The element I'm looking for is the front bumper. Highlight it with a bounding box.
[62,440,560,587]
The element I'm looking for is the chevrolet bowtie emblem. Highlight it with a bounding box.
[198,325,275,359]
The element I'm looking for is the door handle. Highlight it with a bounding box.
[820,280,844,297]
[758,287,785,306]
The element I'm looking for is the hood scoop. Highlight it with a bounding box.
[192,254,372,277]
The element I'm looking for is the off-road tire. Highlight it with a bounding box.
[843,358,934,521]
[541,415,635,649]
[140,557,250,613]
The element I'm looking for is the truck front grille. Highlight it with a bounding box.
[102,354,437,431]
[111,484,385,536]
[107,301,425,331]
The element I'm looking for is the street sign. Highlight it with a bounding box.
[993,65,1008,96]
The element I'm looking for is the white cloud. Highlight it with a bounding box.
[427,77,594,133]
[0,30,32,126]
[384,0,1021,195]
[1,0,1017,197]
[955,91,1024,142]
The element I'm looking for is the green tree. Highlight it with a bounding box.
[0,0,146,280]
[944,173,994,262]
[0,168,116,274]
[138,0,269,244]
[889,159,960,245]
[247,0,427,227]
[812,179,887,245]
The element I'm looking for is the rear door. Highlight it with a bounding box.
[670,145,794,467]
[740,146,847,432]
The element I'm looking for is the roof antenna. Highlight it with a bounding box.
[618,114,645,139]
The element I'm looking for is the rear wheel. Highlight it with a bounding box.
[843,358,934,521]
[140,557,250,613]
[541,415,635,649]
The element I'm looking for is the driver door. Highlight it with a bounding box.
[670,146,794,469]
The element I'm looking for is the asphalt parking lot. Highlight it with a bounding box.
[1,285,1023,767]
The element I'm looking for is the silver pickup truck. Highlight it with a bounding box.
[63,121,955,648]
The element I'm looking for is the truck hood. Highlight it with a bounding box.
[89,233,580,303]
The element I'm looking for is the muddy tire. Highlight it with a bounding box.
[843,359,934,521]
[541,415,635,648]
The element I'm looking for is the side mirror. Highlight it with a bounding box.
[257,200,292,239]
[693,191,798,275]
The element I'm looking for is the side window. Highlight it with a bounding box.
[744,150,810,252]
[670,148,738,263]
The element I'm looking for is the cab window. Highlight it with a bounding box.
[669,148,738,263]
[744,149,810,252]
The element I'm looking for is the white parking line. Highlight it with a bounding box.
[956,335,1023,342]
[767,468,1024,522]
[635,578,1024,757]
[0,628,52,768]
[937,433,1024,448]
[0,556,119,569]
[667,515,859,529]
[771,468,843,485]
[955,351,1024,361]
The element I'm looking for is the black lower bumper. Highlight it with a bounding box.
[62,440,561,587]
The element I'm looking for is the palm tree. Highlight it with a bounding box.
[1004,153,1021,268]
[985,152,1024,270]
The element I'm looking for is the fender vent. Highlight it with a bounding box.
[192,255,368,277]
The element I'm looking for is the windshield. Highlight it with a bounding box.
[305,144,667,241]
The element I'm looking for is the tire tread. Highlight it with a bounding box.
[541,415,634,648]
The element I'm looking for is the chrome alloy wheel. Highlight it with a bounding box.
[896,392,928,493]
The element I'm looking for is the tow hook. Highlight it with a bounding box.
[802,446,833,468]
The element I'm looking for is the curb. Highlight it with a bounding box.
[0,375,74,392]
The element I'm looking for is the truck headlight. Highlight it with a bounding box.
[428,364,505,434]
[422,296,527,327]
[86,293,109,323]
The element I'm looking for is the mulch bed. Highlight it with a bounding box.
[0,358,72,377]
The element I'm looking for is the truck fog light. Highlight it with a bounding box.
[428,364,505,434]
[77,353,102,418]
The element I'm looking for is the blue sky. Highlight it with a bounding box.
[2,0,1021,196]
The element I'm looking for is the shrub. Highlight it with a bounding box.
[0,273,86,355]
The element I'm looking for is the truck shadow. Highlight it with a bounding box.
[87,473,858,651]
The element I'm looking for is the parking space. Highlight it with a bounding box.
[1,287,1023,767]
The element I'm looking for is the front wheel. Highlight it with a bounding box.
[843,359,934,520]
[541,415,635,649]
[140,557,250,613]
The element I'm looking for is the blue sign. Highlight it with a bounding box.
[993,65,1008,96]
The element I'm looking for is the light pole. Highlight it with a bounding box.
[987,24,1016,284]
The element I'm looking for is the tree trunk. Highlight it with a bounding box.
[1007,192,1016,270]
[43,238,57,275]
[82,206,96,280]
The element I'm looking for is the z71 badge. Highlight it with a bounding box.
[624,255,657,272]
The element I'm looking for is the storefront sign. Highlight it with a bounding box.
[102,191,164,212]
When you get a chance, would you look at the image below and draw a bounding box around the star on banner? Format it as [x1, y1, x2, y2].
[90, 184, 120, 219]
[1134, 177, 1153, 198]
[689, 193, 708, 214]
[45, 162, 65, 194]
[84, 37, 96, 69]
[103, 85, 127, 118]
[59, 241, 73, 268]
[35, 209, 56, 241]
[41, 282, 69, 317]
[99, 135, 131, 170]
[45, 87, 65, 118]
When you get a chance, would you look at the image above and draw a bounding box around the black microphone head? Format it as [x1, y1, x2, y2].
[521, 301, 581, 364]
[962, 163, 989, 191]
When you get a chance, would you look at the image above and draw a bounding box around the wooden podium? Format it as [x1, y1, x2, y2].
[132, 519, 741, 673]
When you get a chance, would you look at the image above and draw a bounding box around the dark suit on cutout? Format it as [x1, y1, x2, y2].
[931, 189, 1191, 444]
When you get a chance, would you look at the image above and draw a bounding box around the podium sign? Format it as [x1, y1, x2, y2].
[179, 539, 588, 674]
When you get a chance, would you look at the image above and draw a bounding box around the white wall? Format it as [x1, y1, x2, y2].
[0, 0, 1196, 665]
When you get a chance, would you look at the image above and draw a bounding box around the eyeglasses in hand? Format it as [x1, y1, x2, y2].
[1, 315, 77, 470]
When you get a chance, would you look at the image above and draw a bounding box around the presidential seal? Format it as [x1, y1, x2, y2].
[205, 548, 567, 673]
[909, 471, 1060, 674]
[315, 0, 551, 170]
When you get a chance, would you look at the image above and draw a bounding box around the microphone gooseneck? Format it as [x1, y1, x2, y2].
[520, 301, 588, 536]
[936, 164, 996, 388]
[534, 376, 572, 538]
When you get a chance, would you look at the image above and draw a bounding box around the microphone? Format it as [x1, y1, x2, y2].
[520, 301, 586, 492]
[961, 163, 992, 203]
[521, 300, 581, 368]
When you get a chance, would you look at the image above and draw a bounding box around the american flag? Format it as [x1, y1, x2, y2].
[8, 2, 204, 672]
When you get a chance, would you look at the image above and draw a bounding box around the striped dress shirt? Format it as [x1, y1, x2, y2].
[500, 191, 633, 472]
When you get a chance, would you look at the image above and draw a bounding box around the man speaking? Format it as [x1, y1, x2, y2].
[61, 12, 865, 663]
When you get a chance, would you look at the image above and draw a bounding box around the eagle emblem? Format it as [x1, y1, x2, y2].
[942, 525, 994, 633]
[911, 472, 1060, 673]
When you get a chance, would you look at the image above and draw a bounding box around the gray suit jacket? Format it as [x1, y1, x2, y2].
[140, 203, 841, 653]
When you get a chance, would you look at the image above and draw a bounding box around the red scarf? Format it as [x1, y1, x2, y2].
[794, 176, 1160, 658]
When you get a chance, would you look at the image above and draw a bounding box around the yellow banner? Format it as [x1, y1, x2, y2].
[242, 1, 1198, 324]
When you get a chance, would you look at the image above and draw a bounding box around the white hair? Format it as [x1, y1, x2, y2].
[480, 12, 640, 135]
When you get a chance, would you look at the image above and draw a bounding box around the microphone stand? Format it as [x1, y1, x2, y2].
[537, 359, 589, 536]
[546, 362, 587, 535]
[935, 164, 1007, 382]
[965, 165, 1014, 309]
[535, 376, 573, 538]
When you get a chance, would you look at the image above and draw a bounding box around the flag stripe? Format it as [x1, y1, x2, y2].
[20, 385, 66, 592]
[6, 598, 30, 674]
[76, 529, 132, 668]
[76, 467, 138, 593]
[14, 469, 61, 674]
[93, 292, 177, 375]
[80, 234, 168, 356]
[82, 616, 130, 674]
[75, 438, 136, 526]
· · · · · · ·
- **WHAT YOU SHOULD DO**:
Nothing but the lines from the one holding "stand? Format it as [x1, y1, x2, y2]." through the last line of the data may be output, and each must match exactly.

- **ANSWER FOR THE TASK**:
When you get a chance, would you look at the image above and draw a bounding box around the microphone stand? Format it as [x1, y1, x2, y2].
[537, 359, 589, 536]
[546, 362, 587, 535]
[935, 164, 1007, 382]
[965, 165, 1014, 309]
[535, 376, 573, 538]
When you get a chance, would you look at the image above and draw a bounding box around the flag stripe? Format it as [x1, y1, x2, y2].
[20, 385, 66, 592]
[6, 598, 30, 674]
[76, 529, 132, 668]
[76, 467, 138, 593]
[14, 469, 61, 674]
[93, 292, 177, 375]
[80, 234, 168, 356]
[82, 616, 130, 674]
[75, 438, 136, 526]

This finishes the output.